Short task
Return the line containing "the fence, the" and all lines after it exactly; stop at the end of the material.

Rows from a dataset
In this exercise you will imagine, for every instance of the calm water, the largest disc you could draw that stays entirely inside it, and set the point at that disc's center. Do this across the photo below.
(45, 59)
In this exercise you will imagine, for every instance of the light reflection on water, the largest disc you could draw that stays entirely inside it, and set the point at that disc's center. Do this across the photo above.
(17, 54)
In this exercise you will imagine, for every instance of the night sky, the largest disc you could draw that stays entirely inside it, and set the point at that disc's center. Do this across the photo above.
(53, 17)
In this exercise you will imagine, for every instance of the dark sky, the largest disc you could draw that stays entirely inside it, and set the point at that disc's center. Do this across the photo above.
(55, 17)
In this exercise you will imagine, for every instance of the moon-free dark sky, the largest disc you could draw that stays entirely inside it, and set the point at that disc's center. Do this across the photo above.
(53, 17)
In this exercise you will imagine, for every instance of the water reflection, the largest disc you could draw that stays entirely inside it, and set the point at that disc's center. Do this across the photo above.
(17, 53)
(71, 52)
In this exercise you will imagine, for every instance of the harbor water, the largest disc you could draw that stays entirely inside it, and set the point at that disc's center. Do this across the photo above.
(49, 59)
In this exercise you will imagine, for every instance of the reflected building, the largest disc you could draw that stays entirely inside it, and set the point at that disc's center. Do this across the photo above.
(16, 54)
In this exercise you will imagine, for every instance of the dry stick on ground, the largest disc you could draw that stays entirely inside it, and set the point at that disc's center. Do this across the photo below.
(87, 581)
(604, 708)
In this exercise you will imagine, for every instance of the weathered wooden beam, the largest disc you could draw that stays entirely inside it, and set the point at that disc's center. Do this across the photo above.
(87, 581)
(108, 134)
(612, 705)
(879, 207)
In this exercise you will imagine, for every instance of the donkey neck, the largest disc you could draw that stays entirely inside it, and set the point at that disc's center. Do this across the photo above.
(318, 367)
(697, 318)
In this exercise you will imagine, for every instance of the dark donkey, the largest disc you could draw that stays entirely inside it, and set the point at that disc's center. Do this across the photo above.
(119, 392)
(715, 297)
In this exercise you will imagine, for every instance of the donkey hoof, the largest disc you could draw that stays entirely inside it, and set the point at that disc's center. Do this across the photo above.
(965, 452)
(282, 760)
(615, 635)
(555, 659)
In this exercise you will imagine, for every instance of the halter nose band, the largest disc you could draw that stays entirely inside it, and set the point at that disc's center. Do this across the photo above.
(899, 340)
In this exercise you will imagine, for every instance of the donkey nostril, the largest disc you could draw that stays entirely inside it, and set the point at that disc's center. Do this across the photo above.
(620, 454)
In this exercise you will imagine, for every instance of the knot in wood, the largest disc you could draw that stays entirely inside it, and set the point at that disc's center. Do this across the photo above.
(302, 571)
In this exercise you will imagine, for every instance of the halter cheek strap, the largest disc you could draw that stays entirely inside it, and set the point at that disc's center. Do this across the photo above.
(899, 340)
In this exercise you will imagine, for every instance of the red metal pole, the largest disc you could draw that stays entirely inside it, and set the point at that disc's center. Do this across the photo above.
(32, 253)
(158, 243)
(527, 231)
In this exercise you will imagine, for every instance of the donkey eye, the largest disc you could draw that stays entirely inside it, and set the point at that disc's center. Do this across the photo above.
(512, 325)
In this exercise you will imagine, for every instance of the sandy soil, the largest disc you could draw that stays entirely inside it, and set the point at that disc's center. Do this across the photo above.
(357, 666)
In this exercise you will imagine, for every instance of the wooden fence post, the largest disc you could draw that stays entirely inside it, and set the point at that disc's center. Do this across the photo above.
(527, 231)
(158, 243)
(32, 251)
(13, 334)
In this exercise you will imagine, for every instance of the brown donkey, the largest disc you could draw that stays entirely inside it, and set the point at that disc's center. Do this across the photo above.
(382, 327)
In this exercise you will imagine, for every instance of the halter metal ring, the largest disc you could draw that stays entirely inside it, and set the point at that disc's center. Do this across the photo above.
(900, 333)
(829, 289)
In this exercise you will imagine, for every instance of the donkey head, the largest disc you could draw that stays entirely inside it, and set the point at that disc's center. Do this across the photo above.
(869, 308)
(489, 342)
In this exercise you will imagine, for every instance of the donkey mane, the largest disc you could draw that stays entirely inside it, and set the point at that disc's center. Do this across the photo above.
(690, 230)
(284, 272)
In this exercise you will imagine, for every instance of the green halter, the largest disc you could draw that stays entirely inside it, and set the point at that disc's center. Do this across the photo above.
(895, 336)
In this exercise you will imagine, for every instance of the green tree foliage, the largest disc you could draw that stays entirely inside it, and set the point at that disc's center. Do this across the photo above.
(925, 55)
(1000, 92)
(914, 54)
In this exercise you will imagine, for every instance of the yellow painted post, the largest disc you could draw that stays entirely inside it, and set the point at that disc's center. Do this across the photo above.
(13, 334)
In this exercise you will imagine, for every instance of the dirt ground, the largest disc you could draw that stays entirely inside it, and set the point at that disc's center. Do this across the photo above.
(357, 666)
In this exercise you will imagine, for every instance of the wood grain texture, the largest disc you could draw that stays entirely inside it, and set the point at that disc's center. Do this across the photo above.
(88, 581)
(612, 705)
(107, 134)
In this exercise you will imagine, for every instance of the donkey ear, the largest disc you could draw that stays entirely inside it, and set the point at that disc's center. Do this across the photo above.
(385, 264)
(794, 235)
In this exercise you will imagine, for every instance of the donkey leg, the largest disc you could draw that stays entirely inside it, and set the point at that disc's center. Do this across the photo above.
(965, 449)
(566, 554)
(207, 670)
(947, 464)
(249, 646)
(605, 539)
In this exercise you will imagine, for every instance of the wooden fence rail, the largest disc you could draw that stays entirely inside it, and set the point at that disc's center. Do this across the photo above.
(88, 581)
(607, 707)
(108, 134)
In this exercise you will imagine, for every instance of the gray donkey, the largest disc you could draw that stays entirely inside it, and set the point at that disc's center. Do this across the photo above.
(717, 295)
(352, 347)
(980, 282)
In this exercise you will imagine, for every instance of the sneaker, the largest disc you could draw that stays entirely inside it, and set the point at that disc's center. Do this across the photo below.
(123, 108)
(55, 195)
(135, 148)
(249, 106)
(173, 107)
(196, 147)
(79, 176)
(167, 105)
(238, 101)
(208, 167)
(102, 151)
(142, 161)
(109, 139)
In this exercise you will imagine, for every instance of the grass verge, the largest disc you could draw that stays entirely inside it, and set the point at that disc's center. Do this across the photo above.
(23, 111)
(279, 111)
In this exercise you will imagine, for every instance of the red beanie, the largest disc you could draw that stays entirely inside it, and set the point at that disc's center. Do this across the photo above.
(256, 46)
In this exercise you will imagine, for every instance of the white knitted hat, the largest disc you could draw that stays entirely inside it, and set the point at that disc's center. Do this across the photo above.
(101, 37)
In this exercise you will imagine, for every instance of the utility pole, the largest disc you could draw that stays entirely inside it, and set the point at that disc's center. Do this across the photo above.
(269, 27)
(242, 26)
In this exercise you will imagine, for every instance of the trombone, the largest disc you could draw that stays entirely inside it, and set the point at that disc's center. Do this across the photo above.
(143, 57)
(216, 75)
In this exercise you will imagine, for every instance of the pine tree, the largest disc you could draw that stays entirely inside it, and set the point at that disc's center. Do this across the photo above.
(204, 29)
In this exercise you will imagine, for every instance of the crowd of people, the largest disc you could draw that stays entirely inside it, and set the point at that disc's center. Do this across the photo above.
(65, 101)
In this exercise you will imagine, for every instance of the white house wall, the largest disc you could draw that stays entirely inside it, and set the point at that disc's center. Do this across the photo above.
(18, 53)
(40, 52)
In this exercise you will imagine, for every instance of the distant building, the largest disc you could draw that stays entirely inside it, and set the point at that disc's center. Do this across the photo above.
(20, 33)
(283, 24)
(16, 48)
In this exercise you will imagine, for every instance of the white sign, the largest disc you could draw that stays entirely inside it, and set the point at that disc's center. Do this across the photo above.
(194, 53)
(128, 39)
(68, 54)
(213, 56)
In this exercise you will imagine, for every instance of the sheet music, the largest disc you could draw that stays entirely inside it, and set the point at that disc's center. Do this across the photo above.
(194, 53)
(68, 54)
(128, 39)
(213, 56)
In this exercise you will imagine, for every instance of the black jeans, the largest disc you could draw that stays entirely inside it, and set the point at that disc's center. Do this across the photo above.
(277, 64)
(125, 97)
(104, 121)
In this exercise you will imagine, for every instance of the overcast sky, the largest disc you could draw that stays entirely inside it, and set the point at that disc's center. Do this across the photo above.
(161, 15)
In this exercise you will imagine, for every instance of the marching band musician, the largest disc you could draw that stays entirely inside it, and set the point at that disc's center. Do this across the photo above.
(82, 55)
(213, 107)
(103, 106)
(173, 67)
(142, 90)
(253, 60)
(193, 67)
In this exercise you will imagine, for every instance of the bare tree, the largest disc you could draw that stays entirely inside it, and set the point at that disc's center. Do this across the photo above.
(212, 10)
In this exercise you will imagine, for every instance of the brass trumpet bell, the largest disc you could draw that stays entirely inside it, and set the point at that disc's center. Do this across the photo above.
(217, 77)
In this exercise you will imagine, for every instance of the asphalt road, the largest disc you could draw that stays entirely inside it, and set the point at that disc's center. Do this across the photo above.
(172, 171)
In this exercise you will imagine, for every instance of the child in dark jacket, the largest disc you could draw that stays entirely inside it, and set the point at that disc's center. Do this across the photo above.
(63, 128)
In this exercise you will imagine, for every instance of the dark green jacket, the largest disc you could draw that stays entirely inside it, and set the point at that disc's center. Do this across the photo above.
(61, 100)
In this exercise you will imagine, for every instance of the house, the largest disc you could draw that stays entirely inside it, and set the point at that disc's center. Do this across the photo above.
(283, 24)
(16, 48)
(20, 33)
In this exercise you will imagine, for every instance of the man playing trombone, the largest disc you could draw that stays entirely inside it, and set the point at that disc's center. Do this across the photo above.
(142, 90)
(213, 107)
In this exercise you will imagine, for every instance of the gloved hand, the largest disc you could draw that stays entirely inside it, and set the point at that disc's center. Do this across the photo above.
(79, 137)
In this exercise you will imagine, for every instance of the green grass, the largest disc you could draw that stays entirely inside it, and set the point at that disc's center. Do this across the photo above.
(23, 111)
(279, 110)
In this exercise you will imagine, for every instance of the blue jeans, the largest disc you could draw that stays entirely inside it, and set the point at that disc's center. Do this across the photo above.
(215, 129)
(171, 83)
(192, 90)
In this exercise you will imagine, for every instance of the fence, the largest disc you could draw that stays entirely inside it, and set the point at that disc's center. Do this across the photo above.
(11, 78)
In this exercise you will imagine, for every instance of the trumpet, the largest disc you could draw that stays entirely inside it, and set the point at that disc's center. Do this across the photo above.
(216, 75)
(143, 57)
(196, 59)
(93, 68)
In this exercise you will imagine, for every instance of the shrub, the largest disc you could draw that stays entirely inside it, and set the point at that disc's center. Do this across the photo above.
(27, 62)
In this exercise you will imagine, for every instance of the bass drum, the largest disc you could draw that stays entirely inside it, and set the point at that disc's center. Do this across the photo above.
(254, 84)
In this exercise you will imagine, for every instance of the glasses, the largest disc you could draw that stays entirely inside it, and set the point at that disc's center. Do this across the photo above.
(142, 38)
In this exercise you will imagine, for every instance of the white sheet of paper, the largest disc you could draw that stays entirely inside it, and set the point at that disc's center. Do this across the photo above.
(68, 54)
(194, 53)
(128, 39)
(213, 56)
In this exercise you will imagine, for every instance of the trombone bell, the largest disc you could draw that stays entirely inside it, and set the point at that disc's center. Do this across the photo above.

Solution for this exercise
In this exercise you will imagine, for every instance of the fence, the largest disc you could draw that stays entirely inside it, and set the point at that disc's center. Do this across the photo above.
(11, 78)
In this exercise you will imagine, for every instance of the trumpet, the largest disc you could draw that stays entirely inside it, and set the point at that disc's center. Do this across the photo above.
(216, 75)
(143, 57)
(196, 59)
(93, 68)
In this exercise you will imagine, for every instance of the shrub, the largest disc you could draw that stays entirely inside it, and set the point at that disc's center. Do this across the photo above.
(27, 62)
In this exercise you will imagine, for every instance of the bass drum, the largest disc you could draw that stays entirely inside it, and set the point at that disc's center. Do this across the photo above.
(254, 84)
In this exercise you will imagine, for every instance of the glasses, the largest disc you could draw that stays entirely inside it, and set the point at that disc's center. Do this across the photo above.
(142, 38)
In this exercise you will imagine, for every instance of the white sheet of paper, the largest disc you could draw that stays entirely inside it, and set the point at that disc's center. Do this across the photo above.
(68, 54)
(194, 53)
(128, 39)
(213, 56)
In this exercise you will imagine, for every instance of the trombone bell, the largest disc you could draw that stays entirely inside it, and set the point at that disc's center. Do this across the photo above.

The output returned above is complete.